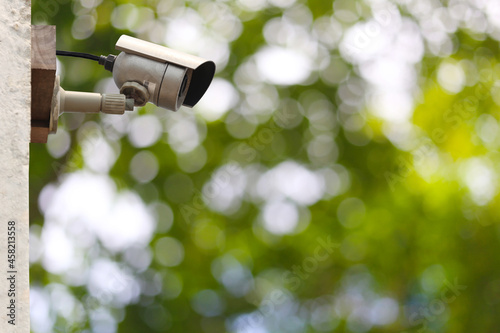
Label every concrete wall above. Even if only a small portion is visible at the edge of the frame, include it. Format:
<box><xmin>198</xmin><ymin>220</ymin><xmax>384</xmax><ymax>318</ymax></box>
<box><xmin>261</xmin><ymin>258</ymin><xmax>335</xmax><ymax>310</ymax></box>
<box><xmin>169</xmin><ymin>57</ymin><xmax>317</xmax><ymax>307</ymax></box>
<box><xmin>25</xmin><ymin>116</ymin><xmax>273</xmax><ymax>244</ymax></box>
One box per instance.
<box><xmin>0</xmin><ymin>0</ymin><xmax>31</xmax><ymax>333</ymax></box>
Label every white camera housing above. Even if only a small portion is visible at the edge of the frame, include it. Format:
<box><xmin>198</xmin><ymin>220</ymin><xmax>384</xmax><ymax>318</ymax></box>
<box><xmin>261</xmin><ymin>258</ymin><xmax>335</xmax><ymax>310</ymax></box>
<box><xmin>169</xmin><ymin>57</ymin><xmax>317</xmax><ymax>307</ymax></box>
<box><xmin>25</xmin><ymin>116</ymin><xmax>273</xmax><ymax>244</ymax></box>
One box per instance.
<box><xmin>113</xmin><ymin>35</ymin><xmax>215</xmax><ymax>111</ymax></box>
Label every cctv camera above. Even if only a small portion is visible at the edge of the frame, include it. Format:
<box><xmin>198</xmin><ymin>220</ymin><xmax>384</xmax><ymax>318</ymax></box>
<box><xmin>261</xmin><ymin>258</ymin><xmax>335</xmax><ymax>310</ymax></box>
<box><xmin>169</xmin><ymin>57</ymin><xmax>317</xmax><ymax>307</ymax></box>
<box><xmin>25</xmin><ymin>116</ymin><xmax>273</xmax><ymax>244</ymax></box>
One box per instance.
<box><xmin>49</xmin><ymin>35</ymin><xmax>215</xmax><ymax>133</ymax></box>
<box><xmin>112</xmin><ymin>35</ymin><xmax>215</xmax><ymax>111</ymax></box>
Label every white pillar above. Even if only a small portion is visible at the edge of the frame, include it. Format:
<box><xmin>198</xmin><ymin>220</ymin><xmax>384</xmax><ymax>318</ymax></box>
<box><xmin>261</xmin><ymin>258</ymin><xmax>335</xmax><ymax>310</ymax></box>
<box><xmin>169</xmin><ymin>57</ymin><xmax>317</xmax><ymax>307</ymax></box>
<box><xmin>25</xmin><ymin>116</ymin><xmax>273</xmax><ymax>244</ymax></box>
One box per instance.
<box><xmin>0</xmin><ymin>0</ymin><xmax>31</xmax><ymax>333</ymax></box>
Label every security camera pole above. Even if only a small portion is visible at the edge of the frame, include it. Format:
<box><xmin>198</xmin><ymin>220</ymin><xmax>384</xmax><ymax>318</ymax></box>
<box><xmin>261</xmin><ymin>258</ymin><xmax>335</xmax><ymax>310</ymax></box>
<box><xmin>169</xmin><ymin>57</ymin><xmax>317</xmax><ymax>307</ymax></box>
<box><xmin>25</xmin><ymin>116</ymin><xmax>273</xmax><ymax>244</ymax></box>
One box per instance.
<box><xmin>0</xmin><ymin>0</ymin><xmax>31</xmax><ymax>333</ymax></box>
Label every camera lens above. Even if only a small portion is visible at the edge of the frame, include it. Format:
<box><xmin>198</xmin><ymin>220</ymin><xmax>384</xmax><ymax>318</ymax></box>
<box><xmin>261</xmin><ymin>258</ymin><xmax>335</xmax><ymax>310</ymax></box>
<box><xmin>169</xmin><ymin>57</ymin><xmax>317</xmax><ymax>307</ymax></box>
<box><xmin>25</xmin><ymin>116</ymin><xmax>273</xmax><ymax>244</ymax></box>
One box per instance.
<box><xmin>178</xmin><ymin>75</ymin><xmax>187</xmax><ymax>97</ymax></box>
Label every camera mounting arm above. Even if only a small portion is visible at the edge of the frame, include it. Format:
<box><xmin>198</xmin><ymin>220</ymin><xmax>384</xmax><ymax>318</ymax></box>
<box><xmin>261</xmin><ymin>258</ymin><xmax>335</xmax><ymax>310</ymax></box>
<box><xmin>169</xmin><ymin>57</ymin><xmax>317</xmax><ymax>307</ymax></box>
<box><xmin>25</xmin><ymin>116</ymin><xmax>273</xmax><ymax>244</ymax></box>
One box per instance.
<box><xmin>49</xmin><ymin>76</ymin><xmax>134</xmax><ymax>133</ymax></box>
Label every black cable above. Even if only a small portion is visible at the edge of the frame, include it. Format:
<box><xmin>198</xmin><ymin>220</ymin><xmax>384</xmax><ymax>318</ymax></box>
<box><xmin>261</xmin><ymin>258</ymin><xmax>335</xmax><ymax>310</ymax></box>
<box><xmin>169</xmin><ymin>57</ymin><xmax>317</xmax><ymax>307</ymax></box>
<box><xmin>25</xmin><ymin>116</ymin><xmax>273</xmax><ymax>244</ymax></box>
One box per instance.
<box><xmin>56</xmin><ymin>51</ymin><xmax>116</xmax><ymax>72</ymax></box>
<box><xmin>56</xmin><ymin>51</ymin><xmax>100</xmax><ymax>61</ymax></box>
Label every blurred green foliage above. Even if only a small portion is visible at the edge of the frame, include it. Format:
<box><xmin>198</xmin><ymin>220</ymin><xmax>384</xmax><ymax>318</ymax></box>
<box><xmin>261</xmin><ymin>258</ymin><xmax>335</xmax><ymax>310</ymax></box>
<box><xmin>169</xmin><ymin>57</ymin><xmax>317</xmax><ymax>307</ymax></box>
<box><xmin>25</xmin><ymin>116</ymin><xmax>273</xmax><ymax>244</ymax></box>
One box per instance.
<box><xmin>30</xmin><ymin>0</ymin><xmax>500</xmax><ymax>333</ymax></box>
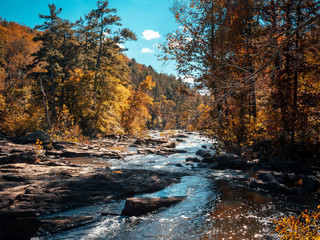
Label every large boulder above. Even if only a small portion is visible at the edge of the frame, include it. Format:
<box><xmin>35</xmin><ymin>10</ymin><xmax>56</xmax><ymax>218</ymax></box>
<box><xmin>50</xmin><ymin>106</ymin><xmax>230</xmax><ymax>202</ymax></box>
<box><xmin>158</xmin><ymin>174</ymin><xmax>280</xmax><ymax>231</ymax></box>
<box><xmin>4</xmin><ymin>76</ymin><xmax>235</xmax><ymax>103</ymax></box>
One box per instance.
<box><xmin>0</xmin><ymin>210</ymin><xmax>41</xmax><ymax>240</ymax></box>
<box><xmin>121</xmin><ymin>196</ymin><xmax>186</xmax><ymax>216</ymax></box>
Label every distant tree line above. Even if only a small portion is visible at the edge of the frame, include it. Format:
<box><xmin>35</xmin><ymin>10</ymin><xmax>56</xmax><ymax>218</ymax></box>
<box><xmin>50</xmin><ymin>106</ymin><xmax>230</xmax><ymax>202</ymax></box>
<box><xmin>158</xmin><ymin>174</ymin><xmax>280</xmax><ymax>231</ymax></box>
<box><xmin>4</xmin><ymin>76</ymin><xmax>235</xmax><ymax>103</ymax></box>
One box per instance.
<box><xmin>162</xmin><ymin>0</ymin><xmax>320</xmax><ymax>150</ymax></box>
<box><xmin>0</xmin><ymin>1</ymin><xmax>205</xmax><ymax>137</ymax></box>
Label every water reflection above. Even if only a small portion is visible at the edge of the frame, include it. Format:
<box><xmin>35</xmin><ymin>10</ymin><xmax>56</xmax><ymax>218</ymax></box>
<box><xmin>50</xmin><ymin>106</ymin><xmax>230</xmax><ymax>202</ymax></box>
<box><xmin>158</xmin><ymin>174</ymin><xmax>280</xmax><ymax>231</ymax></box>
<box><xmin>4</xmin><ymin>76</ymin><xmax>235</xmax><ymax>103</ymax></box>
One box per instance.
<box><xmin>42</xmin><ymin>134</ymin><xmax>316</xmax><ymax>240</ymax></box>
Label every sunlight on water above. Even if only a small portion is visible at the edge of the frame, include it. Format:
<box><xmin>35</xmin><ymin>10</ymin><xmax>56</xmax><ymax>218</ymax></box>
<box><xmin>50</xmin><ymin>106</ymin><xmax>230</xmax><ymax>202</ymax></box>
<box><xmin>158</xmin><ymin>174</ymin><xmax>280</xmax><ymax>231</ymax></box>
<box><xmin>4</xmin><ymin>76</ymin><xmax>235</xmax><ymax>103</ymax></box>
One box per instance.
<box><xmin>43</xmin><ymin>133</ymin><xmax>306</xmax><ymax>240</ymax></box>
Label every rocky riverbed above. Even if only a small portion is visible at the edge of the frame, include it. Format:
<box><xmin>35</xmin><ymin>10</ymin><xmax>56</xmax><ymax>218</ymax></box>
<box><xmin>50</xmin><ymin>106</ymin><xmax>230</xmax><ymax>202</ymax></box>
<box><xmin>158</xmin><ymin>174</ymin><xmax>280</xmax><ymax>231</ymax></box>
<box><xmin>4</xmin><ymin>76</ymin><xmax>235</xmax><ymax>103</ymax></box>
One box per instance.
<box><xmin>0</xmin><ymin>132</ymin><xmax>320</xmax><ymax>239</ymax></box>
<box><xmin>0</xmin><ymin>134</ymin><xmax>188</xmax><ymax>239</ymax></box>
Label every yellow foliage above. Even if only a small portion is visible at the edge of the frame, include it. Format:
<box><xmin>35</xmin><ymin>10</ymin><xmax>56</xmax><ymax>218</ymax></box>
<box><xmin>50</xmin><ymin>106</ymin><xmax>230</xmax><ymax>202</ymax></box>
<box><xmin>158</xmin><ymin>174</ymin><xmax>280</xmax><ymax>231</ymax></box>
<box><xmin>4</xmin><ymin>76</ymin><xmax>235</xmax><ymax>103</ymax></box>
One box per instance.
<box><xmin>122</xmin><ymin>76</ymin><xmax>154</xmax><ymax>135</ymax></box>
<box><xmin>140</xmin><ymin>75</ymin><xmax>156</xmax><ymax>90</ymax></box>
<box><xmin>33</xmin><ymin>139</ymin><xmax>43</xmax><ymax>155</ymax></box>
<box><xmin>274</xmin><ymin>205</ymin><xmax>320</xmax><ymax>240</ymax></box>
<box><xmin>49</xmin><ymin>105</ymin><xmax>85</xmax><ymax>143</ymax></box>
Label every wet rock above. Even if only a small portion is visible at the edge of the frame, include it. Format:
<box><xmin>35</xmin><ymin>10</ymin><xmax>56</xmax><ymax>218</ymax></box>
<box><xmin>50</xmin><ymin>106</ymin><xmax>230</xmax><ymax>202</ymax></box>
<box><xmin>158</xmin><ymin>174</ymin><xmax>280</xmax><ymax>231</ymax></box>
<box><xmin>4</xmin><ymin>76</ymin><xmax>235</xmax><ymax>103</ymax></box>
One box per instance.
<box><xmin>156</xmin><ymin>148</ymin><xmax>187</xmax><ymax>156</ymax></box>
<box><xmin>0</xmin><ymin>210</ymin><xmax>40</xmax><ymax>240</ymax></box>
<box><xmin>196</xmin><ymin>149</ymin><xmax>212</xmax><ymax>158</ymax></box>
<box><xmin>268</xmin><ymin>158</ymin><xmax>314</xmax><ymax>174</ymax></box>
<box><xmin>160</xmin><ymin>141</ymin><xmax>177</xmax><ymax>148</ymax></box>
<box><xmin>302</xmin><ymin>175</ymin><xmax>320</xmax><ymax>193</ymax></box>
<box><xmin>38</xmin><ymin>216</ymin><xmax>96</xmax><ymax>236</ymax></box>
<box><xmin>186</xmin><ymin>157</ymin><xmax>201</xmax><ymax>163</ymax></box>
<box><xmin>249</xmin><ymin>172</ymin><xmax>289</xmax><ymax>194</ymax></box>
<box><xmin>121</xmin><ymin>196</ymin><xmax>186</xmax><ymax>216</ymax></box>
<box><xmin>215</xmin><ymin>154</ymin><xmax>247</xmax><ymax>170</ymax></box>
<box><xmin>137</xmin><ymin>148</ymin><xmax>158</xmax><ymax>154</ymax></box>
<box><xmin>175</xmin><ymin>134</ymin><xmax>189</xmax><ymax>138</ymax></box>
<box><xmin>2</xmin><ymin>174</ymin><xmax>26</xmax><ymax>182</ymax></box>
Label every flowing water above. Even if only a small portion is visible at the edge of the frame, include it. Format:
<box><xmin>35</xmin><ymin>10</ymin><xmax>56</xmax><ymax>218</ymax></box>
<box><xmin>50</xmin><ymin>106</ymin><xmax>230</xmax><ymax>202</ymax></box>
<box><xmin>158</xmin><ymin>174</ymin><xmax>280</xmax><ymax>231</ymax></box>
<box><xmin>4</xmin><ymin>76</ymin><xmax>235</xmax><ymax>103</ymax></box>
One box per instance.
<box><xmin>38</xmin><ymin>133</ymin><xmax>316</xmax><ymax>240</ymax></box>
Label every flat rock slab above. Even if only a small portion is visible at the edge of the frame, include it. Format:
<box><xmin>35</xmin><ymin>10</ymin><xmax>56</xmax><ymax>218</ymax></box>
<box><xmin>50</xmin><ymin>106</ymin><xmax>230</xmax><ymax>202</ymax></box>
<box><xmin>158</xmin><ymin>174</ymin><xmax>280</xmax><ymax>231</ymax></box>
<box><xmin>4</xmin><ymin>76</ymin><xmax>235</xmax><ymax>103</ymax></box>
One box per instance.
<box><xmin>121</xmin><ymin>196</ymin><xmax>186</xmax><ymax>216</ymax></box>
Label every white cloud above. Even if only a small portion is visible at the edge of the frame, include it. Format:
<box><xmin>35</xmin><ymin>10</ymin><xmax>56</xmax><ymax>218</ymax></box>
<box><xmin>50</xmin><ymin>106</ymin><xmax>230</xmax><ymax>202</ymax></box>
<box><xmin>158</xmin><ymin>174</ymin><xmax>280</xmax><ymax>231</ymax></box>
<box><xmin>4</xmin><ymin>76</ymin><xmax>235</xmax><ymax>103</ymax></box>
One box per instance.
<box><xmin>141</xmin><ymin>48</ymin><xmax>154</xmax><ymax>53</ymax></box>
<box><xmin>117</xmin><ymin>43</ymin><xmax>126</xmax><ymax>49</ymax></box>
<box><xmin>181</xmin><ymin>76</ymin><xmax>194</xmax><ymax>85</ymax></box>
<box><xmin>142</xmin><ymin>30</ymin><xmax>161</xmax><ymax>40</ymax></box>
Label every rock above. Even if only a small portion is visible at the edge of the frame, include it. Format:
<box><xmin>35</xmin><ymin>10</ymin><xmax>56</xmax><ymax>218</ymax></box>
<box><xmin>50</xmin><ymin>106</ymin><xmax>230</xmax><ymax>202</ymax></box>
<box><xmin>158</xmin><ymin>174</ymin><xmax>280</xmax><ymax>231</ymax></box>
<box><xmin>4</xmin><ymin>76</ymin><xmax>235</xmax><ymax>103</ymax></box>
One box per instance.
<box><xmin>39</xmin><ymin>216</ymin><xmax>96</xmax><ymax>236</ymax></box>
<box><xmin>137</xmin><ymin>148</ymin><xmax>157</xmax><ymax>154</ymax></box>
<box><xmin>302</xmin><ymin>175</ymin><xmax>320</xmax><ymax>193</ymax></box>
<box><xmin>196</xmin><ymin>149</ymin><xmax>212</xmax><ymax>158</ymax></box>
<box><xmin>156</xmin><ymin>148</ymin><xmax>187</xmax><ymax>156</ymax></box>
<box><xmin>22</xmin><ymin>130</ymin><xmax>50</xmax><ymax>143</ymax></box>
<box><xmin>202</xmin><ymin>157</ymin><xmax>218</xmax><ymax>165</ymax></box>
<box><xmin>121</xmin><ymin>196</ymin><xmax>186</xmax><ymax>216</ymax></box>
<box><xmin>2</xmin><ymin>174</ymin><xmax>26</xmax><ymax>182</ymax></box>
<box><xmin>175</xmin><ymin>134</ymin><xmax>189</xmax><ymax>138</ymax></box>
<box><xmin>215</xmin><ymin>154</ymin><xmax>247</xmax><ymax>170</ymax></box>
<box><xmin>249</xmin><ymin>172</ymin><xmax>290</xmax><ymax>194</ymax></box>
<box><xmin>186</xmin><ymin>157</ymin><xmax>201</xmax><ymax>162</ymax></box>
<box><xmin>268</xmin><ymin>157</ymin><xmax>314</xmax><ymax>175</ymax></box>
<box><xmin>0</xmin><ymin>150</ymin><xmax>37</xmax><ymax>165</ymax></box>
<box><xmin>160</xmin><ymin>141</ymin><xmax>177</xmax><ymax>148</ymax></box>
<box><xmin>0</xmin><ymin>210</ymin><xmax>40</xmax><ymax>240</ymax></box>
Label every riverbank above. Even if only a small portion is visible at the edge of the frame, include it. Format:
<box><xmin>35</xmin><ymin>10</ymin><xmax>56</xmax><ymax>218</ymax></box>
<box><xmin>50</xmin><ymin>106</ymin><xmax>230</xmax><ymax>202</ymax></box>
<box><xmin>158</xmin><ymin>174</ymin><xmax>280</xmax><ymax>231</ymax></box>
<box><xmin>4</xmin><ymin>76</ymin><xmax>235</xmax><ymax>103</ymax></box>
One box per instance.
<box><xmin>0</xmin><ymin>133</ymin><xmax>184</xmax><ymax>239</ymax></box>
<box><xmin>0</xmin><ymin>132</ymin><xmax>320</xmax><ymax>239</ymax></box>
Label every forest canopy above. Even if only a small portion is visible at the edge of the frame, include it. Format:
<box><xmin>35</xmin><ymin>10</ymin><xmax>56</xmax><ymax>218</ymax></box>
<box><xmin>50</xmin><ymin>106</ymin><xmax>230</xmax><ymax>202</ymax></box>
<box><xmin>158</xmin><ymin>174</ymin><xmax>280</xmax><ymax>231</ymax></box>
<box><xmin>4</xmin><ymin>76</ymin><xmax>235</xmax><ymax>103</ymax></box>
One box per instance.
<box><xmin>162</xmin><ymin>0</ymin><xmax>320</xmax><ymax>150</ymax></box>
<box><xmin>0</xmin><ymin>1</ymin><xmax>205</xmax><ymax>138</ymax></box>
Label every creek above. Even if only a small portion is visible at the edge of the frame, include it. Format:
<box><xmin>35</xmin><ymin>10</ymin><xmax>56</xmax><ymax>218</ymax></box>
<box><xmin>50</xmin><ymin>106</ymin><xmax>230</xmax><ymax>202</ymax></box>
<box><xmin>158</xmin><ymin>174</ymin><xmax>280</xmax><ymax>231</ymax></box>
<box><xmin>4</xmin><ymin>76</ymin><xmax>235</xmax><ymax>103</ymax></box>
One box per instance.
<box><xmin>37</xmin><ymin>133</ymin><xmax>308</xmax><ymax>240</ymax></box>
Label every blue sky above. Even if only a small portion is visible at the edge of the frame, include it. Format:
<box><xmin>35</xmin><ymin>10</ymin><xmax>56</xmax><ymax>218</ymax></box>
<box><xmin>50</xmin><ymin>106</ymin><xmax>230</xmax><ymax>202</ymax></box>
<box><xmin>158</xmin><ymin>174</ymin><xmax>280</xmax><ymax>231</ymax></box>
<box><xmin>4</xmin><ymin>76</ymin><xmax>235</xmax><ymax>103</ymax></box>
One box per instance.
<box><xmin>0</xmin><ymin>0</ymin><xmax>177</xmax><ymax>75</ymax></box>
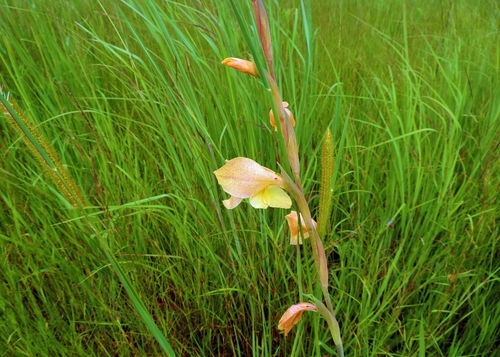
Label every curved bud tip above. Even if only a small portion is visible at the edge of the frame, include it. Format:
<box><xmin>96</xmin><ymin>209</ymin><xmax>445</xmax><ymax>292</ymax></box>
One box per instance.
<box><xmin>278</xmin><ymin>302</ymin><xmax>318</xmax><ymax>336</ymax></box>
<box><xmin>222</xmin><ymin>57</ymin><xmax>260</xmax><ymax>77</ymax></box>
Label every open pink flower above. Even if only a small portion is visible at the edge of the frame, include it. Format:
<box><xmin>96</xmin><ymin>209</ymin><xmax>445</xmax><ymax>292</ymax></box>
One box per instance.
<box><xmin>214</xmin><ymin>157</ymin><xmax>292</xmax><ymax>209</ymax></box>
<box><xmin>285</xmin><ymin>211</ymin><xmax>316</xmax><ymax>245</ymax></box>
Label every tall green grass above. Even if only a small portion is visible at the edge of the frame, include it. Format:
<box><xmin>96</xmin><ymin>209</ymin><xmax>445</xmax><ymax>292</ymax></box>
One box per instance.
<box><xmin>0</xmin><ymin>0</ymin><xmax>500</xmax><ymax>356</ymax></box>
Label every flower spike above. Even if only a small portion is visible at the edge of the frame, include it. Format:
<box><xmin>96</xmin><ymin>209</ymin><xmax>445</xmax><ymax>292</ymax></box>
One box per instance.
<box><xmin>269</xmin><ymin>102</ymin><xmax>295</xmax><ymax>131</ymax></box>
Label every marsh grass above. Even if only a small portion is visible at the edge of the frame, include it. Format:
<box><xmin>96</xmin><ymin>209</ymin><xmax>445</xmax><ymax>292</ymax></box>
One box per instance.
<box><xmin>0</xmin><ymin>0</ymin><xmax>500</xmax><ymax>356</ymax></box>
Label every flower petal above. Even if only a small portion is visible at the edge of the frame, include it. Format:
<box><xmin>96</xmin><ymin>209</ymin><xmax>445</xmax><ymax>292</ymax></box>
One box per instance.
<box><xmin>214</xmin><ymin>157</ymin><xmax>283</xmax><ymax>198</ymax></box>
<box><xmin>278</xmin><ymin>302</ymin><xmax>318</xmax><ymax>336</ymax></box>
<box><xmin>222</xmin><ymin>196</ymin><xmax>243</xmax><ymax>209</ymax></box>
<box><xmin>249</xmin><ymin>190</ymin><xmax>269</xmax><ymax>209</ymax></box>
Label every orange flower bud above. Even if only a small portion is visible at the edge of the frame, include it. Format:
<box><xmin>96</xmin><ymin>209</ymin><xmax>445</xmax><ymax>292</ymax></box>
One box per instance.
<box><xmin>285</xmin><ymin>211</ymin><xmax>316</xmax><ymax>245</ymax></box>
<box><xmin>222</xmin><ymin>57</ymin><xmax>260</xmax><ymax>77</ymax></box>
<box><xmin>278</xmin><ymin>302</ymin><xmax>318</xmax><ymax>336</ymax></box>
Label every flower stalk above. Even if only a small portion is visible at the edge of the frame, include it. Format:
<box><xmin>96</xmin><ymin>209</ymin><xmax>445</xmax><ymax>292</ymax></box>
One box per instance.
<box><xmin>219</xmin><ymin>0</ymin><xmax>344</xmax><ymax>357</ymax></box>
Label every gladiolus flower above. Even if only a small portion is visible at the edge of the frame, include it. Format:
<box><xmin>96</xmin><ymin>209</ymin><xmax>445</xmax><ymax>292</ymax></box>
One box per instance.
<box><xmin>214</xmin><ymin>157</ymin><xmax>292</xmax><ymax>209</ymax></box>
<box><xmin>222</xmin><ymin>57</ymin><xmax>260</xmax><ymax>77</ymax></box>
<box><xmin>278</xmin><ymin>302</ymin><xmax>318</xmax><ymax>336</ymax></box>
<box><xmin>269</xmin><ymin>102</ymin><xmax>295</xmax><ymax>131</ymax></box>
<box><xmin>285</xmin><ymin>211</ymin><xmax>316</xmax><ymax>245</ymax></box>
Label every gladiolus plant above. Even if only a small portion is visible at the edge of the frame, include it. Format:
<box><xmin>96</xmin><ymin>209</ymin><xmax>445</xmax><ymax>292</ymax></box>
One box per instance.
<box><xmin>214</xmin><ymin>0</ymin><xmax>344</xmax><ymax>356</ymax></box>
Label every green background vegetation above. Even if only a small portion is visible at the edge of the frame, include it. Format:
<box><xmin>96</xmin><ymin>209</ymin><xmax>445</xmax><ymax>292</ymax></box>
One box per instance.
<box><xmin>0</xmin><ymin>0</ymin><xmax>500</xmax><ymax>357</ymax></box>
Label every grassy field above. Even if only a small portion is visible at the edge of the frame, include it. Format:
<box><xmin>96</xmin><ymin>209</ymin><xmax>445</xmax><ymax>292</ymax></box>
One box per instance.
<box><xmin>0</xmin><ymin>0</ymin><xmax>500</xmax><ymax>357</ymax></box>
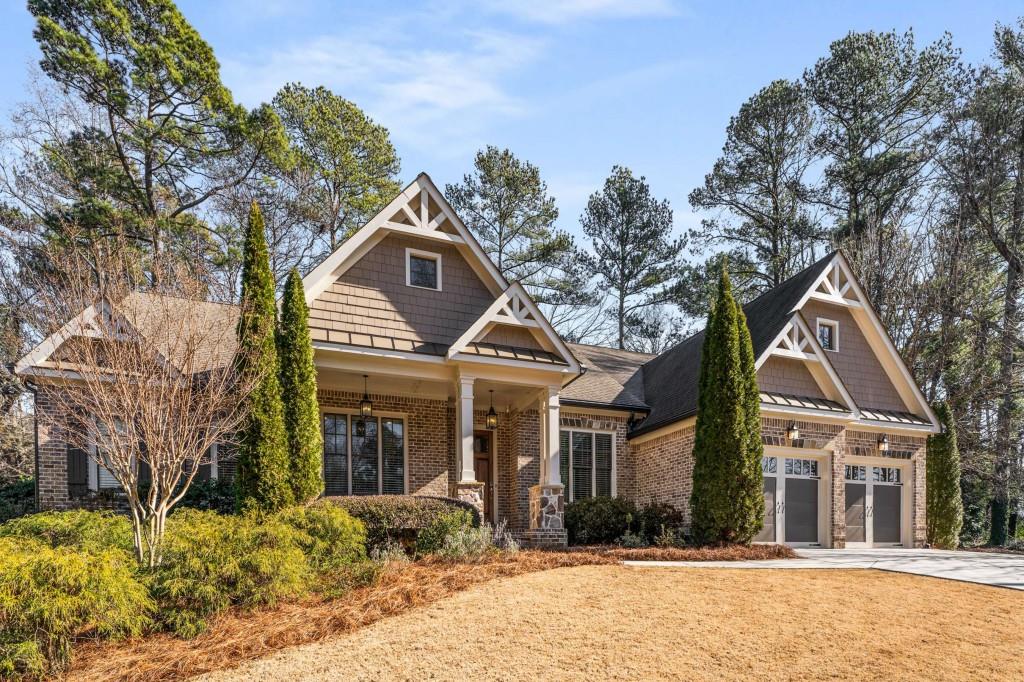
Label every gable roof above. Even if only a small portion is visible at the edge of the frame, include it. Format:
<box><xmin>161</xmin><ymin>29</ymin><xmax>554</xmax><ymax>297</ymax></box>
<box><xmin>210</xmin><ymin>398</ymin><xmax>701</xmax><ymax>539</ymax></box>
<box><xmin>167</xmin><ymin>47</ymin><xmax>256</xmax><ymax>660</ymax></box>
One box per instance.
<box><xmin>631</xmin><ymin>252</ymin><xmax>836</xmax><ymax>435</ymax></box>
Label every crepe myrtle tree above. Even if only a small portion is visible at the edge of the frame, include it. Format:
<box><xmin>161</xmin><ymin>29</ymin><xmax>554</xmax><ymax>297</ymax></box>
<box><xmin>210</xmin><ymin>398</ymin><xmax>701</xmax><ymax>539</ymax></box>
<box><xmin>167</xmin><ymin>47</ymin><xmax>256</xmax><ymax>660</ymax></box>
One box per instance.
<box><xmin>37</xmin><ymin>242</ymin><xmax>252</xmax><ymax>567</ymax></box>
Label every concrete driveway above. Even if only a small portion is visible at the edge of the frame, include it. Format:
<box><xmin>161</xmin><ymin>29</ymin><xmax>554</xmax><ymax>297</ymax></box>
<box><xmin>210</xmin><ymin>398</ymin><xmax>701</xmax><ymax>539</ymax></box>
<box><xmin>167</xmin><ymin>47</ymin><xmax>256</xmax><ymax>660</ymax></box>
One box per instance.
<box><xmin>624</xmin><ymin>548</ymin><xmax>1024</xmax><ymax>590</ymax></box>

**REQUIREMENTS:**
Return, verbatim, every line of the listing from the line containing "Label every concrete driveway" through the last line of the listing, inclusive.

**SOLUTION:**
Label every concrete driveway above. Even if only a small portion is visible at the edge of the frame, include it. Format:
<box><xmin>161</xmin><ymin>29</ymin><xmax>554</xmax><ymax>297</ymax></box>
<box><xmin>210</xmin><ymin>398</ymin><xmax>701</xmax><ymax>539</ymax></box>
<box><xmin>167</xmin><ymin>47</ymin><xmax>256</xmax><ymax>660</ymax></box>
One box per instance.
<box><xmin>624</xmin><ymin>548</ymin><xmax>1024</xmax><ymax>590</ymax></box>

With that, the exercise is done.